** Opening TASK DATA block **
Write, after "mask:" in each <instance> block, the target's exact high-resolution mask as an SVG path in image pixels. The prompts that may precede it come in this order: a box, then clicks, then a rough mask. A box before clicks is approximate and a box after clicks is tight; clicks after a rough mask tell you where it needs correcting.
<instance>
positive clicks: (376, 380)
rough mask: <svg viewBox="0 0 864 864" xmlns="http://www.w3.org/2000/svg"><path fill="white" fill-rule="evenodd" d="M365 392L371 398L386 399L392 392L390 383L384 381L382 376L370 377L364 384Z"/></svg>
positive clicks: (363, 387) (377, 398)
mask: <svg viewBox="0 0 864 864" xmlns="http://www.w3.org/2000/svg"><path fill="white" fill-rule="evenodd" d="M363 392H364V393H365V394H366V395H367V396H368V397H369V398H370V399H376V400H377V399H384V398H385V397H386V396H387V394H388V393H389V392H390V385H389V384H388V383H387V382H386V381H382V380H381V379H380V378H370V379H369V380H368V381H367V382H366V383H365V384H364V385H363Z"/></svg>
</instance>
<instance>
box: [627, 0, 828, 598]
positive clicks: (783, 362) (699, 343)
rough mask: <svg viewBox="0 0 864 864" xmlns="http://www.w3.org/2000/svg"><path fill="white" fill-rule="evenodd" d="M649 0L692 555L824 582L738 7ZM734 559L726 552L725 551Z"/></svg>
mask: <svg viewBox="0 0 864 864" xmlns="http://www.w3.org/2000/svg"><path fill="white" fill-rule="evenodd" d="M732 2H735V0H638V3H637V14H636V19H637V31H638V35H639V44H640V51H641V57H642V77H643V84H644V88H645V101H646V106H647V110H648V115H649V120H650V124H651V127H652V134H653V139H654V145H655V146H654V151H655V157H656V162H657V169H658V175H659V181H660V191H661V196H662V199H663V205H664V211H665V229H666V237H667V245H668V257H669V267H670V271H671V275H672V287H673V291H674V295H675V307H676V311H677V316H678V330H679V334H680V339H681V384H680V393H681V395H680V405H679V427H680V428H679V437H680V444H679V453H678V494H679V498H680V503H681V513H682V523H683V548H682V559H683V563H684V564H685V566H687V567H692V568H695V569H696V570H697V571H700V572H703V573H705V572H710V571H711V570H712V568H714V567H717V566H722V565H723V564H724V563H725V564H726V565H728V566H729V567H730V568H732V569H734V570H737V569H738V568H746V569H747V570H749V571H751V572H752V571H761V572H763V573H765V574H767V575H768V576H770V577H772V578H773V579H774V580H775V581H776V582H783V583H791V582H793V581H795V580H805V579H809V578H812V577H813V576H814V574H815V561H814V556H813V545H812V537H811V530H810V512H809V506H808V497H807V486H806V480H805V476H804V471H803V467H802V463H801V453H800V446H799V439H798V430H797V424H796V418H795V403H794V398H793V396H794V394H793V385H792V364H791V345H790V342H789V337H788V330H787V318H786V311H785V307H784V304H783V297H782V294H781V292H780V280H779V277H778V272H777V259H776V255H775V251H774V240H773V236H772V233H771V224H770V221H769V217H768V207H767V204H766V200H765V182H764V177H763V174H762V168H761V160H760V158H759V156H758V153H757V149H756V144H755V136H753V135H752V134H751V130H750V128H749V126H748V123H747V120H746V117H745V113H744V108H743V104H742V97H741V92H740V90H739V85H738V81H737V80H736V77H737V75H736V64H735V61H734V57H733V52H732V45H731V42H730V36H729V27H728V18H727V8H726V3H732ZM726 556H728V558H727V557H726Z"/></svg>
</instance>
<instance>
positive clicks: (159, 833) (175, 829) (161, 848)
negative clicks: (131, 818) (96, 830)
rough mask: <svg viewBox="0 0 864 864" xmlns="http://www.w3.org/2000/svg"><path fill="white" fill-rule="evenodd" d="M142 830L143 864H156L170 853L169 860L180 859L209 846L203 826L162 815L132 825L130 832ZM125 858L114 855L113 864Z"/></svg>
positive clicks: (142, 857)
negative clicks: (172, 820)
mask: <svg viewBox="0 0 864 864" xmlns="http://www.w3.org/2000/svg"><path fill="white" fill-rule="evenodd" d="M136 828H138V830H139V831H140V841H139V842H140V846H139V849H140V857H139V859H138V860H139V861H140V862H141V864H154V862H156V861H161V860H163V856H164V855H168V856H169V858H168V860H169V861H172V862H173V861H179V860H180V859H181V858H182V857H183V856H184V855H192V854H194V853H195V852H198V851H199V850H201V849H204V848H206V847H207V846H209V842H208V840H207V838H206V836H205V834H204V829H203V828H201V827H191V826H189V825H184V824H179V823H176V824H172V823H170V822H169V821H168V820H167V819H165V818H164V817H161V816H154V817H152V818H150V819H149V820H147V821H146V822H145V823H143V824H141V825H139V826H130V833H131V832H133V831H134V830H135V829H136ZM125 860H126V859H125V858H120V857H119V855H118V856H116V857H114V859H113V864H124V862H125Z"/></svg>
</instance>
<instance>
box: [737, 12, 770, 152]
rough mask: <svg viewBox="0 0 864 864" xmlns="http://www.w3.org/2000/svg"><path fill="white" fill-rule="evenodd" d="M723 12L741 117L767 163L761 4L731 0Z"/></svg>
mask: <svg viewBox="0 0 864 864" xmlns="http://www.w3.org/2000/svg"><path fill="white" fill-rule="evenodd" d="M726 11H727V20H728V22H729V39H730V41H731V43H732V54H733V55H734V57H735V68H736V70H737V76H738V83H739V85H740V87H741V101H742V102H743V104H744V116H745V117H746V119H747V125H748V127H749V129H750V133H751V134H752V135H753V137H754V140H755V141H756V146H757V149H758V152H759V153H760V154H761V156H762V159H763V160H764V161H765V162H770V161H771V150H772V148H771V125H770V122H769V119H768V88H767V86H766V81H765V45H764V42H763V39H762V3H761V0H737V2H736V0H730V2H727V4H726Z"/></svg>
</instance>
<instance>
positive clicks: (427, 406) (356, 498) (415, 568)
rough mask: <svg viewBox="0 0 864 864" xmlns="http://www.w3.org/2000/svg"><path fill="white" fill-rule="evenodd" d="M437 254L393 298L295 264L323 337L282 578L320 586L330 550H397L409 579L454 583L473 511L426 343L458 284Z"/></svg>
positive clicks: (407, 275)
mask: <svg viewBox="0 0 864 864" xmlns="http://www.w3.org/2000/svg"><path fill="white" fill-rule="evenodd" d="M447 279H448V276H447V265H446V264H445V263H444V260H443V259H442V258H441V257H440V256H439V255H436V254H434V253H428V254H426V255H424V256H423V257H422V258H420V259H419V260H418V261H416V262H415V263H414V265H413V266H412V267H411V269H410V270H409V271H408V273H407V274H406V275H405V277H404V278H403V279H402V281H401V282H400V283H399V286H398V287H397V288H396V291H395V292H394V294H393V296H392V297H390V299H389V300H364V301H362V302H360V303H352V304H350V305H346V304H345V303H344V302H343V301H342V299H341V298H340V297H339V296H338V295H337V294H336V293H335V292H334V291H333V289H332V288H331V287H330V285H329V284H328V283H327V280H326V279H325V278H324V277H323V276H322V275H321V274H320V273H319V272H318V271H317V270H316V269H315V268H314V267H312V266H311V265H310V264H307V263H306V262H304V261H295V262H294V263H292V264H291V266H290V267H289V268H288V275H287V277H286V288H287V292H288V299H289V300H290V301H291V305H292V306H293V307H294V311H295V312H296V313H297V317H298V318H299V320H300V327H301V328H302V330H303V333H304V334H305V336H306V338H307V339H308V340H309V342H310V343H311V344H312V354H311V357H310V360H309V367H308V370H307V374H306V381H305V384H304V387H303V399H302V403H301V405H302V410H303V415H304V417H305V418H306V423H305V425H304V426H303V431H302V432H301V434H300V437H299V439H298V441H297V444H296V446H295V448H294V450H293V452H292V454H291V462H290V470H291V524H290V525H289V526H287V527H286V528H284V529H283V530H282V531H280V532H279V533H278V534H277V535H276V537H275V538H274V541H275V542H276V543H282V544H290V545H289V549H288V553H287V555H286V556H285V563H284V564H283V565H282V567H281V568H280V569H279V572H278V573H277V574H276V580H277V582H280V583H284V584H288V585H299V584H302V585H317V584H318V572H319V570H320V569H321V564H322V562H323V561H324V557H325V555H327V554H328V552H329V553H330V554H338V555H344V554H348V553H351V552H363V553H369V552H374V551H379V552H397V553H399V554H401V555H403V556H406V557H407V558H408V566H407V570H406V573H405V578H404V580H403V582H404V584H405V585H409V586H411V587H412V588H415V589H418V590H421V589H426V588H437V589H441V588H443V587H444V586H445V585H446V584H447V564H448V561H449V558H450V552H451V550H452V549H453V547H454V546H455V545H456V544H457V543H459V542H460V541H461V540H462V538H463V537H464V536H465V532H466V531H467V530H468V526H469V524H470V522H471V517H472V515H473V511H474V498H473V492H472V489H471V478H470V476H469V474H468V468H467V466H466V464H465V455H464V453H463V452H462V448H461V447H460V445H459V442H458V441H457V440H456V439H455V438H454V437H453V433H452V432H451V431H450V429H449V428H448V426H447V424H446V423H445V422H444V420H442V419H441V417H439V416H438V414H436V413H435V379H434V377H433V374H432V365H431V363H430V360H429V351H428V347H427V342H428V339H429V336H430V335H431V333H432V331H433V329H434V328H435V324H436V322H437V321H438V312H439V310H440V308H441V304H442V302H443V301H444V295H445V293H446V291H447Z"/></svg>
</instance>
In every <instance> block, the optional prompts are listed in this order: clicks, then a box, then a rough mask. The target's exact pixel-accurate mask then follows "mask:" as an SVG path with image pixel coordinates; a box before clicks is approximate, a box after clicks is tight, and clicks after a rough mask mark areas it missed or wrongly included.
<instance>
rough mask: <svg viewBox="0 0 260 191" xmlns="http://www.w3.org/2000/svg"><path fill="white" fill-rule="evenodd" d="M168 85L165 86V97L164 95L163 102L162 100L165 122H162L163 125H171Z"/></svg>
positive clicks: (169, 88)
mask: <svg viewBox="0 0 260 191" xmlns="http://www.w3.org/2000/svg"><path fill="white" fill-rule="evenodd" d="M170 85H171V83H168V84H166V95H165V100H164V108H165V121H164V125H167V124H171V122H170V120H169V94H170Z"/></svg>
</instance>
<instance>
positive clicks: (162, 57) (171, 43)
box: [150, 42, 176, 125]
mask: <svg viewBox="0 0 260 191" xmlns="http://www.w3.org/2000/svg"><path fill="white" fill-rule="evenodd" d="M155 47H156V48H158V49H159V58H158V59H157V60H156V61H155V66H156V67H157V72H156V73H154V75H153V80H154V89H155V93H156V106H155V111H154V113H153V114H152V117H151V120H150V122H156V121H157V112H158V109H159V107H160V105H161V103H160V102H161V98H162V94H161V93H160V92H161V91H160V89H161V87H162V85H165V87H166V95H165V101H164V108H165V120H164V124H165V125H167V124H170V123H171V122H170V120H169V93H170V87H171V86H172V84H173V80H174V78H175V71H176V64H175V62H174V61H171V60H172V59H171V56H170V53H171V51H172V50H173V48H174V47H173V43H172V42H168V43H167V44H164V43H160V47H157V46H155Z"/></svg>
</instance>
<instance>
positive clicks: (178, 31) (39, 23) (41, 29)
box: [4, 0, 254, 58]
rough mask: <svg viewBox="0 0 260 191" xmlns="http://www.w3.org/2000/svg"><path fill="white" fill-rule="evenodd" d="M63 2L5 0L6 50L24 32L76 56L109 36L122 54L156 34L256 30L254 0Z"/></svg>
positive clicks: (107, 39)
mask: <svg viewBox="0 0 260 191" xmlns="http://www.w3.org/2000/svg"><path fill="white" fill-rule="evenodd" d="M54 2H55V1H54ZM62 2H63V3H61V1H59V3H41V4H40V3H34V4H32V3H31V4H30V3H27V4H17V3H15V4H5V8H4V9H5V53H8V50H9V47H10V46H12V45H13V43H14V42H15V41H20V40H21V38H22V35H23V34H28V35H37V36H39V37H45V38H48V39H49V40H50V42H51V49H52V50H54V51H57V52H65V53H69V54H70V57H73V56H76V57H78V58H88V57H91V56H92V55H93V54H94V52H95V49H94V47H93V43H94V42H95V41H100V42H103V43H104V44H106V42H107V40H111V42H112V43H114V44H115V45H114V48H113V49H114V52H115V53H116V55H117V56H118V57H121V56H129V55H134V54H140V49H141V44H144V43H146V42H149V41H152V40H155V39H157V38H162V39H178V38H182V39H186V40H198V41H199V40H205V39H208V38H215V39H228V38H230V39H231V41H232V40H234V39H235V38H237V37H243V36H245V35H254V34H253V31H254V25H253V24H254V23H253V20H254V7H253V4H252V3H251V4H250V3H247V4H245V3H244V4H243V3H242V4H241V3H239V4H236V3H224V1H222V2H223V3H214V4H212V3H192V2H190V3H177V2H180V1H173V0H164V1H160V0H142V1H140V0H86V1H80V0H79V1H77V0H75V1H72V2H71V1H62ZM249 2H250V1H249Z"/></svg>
** Closing TASK DATA block **
**TASK STATEMENT**
Reproduce the records verbatim, beginning with their first line and stopping after the line that contains "positive clicks: (363, 387) (377, 398)", with both of those lines included.

**WRITTEN REPLY**
Write, after "mask:" in each <instance> block, the target's exact high-resolution mask as an SVG path in image pixels. The prompts that may precede it come in this order: a box, then clicks, then a rough mask. A box before clicks is approximate and a box after clicks is tight; clicks after a rough mask tell you where it needs correcting.
<instance>
positive clicks: (376, 380)
rough mask: <svg viewBox="0 0 864 864" xmlns="http://www.w3.org/2000/svg"><path fill="white" fill-rule="evenodd" d="M365 392L371 398L386 399L392 392L390 383L384 381L382 376L370 377L364 384Z"/></svg>
positive clicks: (363, 387) (377, 398)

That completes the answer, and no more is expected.